▶ _SHORT EXERCISE_: Retype all of the records below without changing a single character.

--- BEGIN MATERIAL PROVIDED ---

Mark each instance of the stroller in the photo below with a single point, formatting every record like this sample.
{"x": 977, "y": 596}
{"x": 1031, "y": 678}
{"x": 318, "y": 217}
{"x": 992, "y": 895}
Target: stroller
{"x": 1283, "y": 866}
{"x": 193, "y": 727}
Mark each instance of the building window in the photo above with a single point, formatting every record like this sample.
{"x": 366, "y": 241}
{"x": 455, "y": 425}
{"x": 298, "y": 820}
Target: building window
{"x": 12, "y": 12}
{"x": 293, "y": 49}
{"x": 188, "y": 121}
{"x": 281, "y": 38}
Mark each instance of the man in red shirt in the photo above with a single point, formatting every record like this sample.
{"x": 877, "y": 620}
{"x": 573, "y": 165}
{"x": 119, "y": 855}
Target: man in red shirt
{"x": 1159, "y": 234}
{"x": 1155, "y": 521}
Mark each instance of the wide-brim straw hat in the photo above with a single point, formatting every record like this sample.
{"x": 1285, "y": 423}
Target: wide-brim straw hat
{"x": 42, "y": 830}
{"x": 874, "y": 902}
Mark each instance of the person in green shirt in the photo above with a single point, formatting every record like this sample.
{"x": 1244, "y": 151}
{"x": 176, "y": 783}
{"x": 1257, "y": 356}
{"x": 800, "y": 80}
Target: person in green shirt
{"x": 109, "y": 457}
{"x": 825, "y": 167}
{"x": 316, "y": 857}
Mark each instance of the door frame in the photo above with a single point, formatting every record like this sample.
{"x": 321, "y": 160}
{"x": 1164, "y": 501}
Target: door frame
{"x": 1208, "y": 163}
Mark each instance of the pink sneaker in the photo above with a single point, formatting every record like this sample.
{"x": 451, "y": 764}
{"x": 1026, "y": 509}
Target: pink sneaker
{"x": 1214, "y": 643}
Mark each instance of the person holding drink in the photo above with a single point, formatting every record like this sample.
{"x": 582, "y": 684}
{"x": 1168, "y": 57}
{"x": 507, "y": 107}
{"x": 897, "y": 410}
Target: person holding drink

--- END MATERIAL PROVIDED ---

▶ _IN RESPONSE_:
Mark each instance of the stroller in the photo below with a single point, formatting every record like this sample.
{"x": 977, "y": 596}
{"x": 1031, "y": 678}
{"x": 318, "y": 217}
{"x": 992, "y": 895}
Target: stroller
{"x": 1283, "y": 866}
{"x": 193, "y": 727}
Mark each instance of the building window in the photo above with a single point, formatting every record like this sample.
{"x": 366, "y": 241}
{"x": 455, "y": 425}
{"x": 298, "y": 820}
Target: building window
{"x": 12, "y": 12}
{"x": 293, "y": 49}
{"x": 188, "y": 121}
{"x": 281, "y": 38}
Mark each instance of the man in red shirt in the photo above with a single point, formatting every record like this sample.
{"x": 877, "y": 620}
{"x": 573, "y": 165}
{"x": 119, "y": 855}
Target: man in red shirt
{"x": 1159, "y": 234}
{"x": 1155, "y": 521}
Mark each instance of the wide-brim straw hat in the photo above with a single point, formatting every record like this sample.
{"x": 1285, "y": 423}
Target: wide-brim straw hat
{"x": 42, "y": 830}
{"x": 874, "y": 902}
Mark each instance of the person in green shirt in the photo above with a single point, formatting every record like this sample.
{"x": 1244, "y": 151}
{"x": 176, "y": 783}
{"x": 1257, "y": 356}
{"x": 800, "y": 80}
Target: person in green shirt
{"x": 109, "y": 457}
{"x": 825, "y": 167}
{"x": 316, "y": 857}
Mark each instance of the door frame in the photo above with a single point, formatting every record like this sample.
{"x": 321, "y": 160}
{"x": 1164, "y": 501}
Target: door frame
{"x": 1208, "y": 163}
Mark each instance of the pink sneaker in the photo above with a single point, formatting every record like this sample.
{"x": 451, "y": 764}
{"x": 1026, "y": 509}
Target: pink sneaker
{"x": 1214, "y": 643}
Mark each instance of the person holding drink in the photo above with a single point, formatting every record like this sample.
{"x": 582, "y": 684}
{"x": 1168, "y": 57}
{"x": 507, "y": 107}
{"x": 897, "y": 410}
Target: person holding drink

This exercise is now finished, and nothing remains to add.